Start of Text section

Working on behalf of the MSS, the two stole information regarding military satellite programs and wireless networks and communications systems, but also data on counter-chemical weapons systems, and ship-to-helicopter integration systems, the indictment reveals.

Additionally, they are accused of providing the MSS with personal information stolen from their victims, including email passwords of Chinese dissidents. For years, the hackers targeted victims worldwide, while receiving safe-haven in China, “for the benefit of the MSS and for their own personal gain.”

The hackers targeted known vulnerabilities in popular software to perform intrusions (including those in web server apps, web app development suites, and software collaboration programs). In some cases, they used newly disclosed security flaws, before a majority of users would have installed available patches.

End of Text section

## Description of the task
Extend the account of the indictment against the two MSS-linked hackers, starting after its last sentence.

Start of Input data

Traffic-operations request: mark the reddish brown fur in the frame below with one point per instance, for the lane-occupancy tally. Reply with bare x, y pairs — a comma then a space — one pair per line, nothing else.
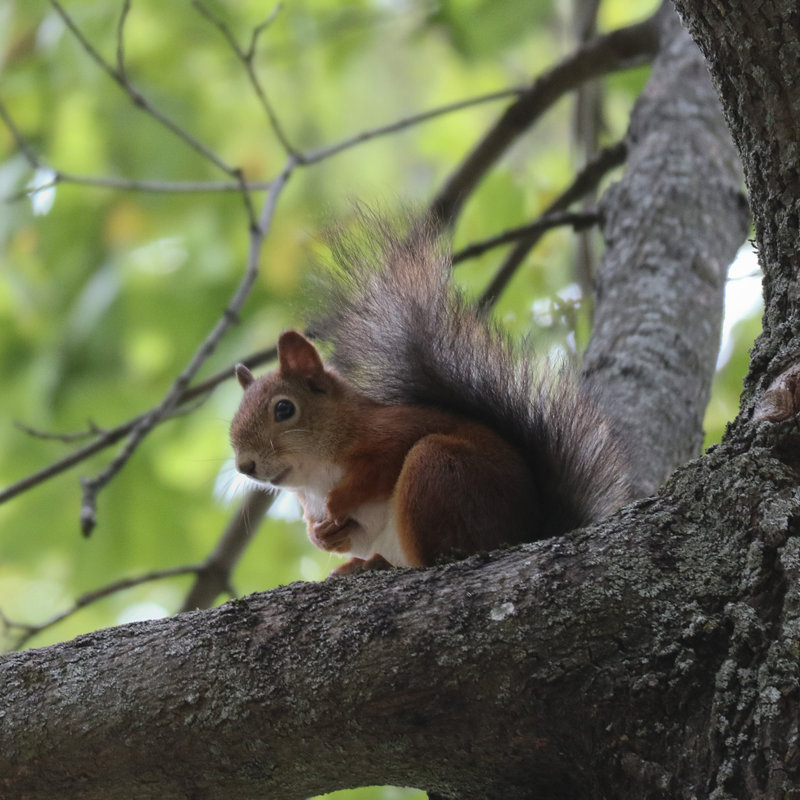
455, 486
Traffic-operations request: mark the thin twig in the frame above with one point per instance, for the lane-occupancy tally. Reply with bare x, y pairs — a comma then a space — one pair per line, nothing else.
113, 435
92, 486
578, 220
25, 149
77, 436
323, 153
214, 577
247, 58
617, 50
585, 181
93, 597
120, 77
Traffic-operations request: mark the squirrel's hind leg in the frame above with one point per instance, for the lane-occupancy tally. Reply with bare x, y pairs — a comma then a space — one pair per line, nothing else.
452, 498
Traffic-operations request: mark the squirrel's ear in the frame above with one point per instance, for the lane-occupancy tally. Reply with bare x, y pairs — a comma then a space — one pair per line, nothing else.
298, 355
243, 375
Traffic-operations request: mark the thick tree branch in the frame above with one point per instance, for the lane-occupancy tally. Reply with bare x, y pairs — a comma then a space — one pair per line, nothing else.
396, 668
30, 630
757, 81
659, 293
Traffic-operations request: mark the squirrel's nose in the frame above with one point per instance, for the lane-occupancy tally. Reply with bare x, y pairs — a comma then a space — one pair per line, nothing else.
246, 466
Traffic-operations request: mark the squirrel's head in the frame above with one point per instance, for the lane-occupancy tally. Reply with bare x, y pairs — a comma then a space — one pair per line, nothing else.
289, 420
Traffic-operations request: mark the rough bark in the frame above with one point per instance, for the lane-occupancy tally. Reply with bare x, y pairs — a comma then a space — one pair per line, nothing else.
753, 51
656, 333
654, 656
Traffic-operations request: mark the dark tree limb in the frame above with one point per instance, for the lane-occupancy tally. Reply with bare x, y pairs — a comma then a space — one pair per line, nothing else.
650, 657
214, 575
660, 287
617, 50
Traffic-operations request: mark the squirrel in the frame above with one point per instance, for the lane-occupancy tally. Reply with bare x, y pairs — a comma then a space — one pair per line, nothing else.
426, 437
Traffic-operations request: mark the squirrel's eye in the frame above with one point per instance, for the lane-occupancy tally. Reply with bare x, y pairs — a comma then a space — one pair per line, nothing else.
283, 410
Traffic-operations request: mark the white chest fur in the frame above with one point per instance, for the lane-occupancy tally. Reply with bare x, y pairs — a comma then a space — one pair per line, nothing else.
377, 531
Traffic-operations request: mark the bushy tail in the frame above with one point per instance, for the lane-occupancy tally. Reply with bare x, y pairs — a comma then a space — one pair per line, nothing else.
404, 335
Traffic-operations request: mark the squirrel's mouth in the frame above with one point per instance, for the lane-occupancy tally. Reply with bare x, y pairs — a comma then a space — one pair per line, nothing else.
278, 479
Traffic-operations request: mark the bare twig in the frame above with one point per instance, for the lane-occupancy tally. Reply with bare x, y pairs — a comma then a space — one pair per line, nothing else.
214, 576
617, 50
586, 181
247, 57
77, 436
178, 187
92, 597
323, 153
23, 146
92, 486
578, 220
113, 435
120, 77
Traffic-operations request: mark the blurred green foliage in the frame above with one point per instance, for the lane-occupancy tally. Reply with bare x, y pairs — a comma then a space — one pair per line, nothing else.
106, 295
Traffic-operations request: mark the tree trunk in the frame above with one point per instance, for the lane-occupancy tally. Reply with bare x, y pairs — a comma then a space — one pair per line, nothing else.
652, 656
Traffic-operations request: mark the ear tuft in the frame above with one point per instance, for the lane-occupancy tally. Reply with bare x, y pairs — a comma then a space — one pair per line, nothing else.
243, 375
298, 356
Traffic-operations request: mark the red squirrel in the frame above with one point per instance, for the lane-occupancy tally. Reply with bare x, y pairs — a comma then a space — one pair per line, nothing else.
427, 437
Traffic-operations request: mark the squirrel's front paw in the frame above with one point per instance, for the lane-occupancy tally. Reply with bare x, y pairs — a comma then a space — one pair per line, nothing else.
331, 535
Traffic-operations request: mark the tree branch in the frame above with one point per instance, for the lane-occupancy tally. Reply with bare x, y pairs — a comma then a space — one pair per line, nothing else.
246, 58
31, 630
214, 575
660, 287
585, 181
620, 49
92, 486
578, 220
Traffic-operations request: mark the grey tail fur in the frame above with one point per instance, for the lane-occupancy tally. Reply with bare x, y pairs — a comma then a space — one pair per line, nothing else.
405, 336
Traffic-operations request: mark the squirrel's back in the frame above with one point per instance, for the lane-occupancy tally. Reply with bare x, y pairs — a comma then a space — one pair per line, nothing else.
404, 335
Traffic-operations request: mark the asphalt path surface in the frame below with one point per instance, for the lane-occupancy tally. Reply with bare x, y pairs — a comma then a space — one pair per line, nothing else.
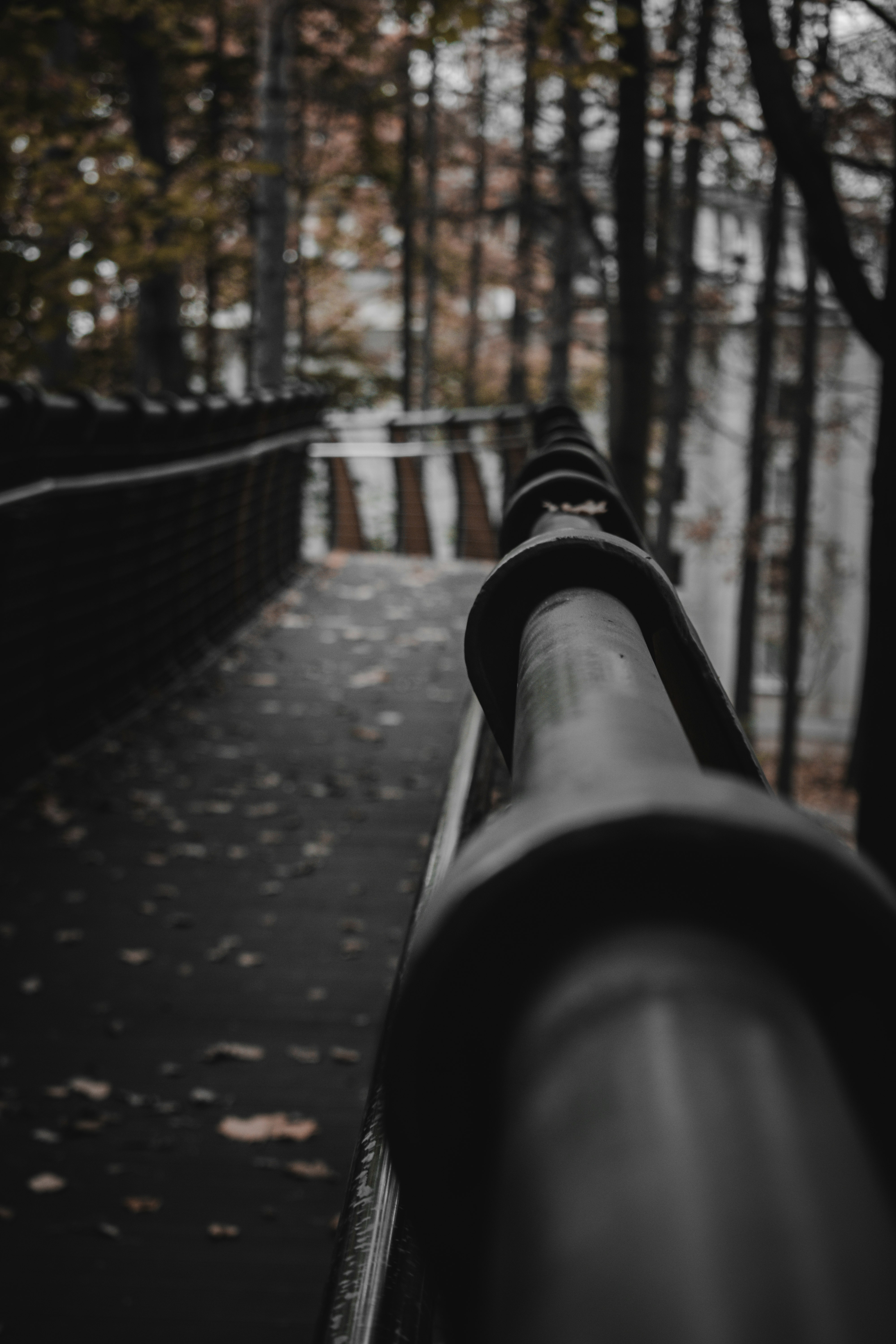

End of Input data

## Response to this task
The indictment, which provides further details on when and what type of data was stolen from specific organizations, also accuses the two of placing web shells on victim networks, and of frequently using the China Chopper web shell — the tool is popular among Chinese hackers — to maintain access to the compromised environments. Sometimes, they protected access to the web shells with passwords.

“China has now taken its place, alongside Russia, Iran and North Korea, in that shameful club of nations that provide a safe haven for cyber criminals in exchange for those criminals being ‘on call’ to work for the benefit of the state, here to feed the Chinese Communist party’s insatiable hunger for American and other non-Chinese companies’ hard-earned intellectual property, including COVID-19 research,” said Assistant Attorney General for National Security John C. Demers.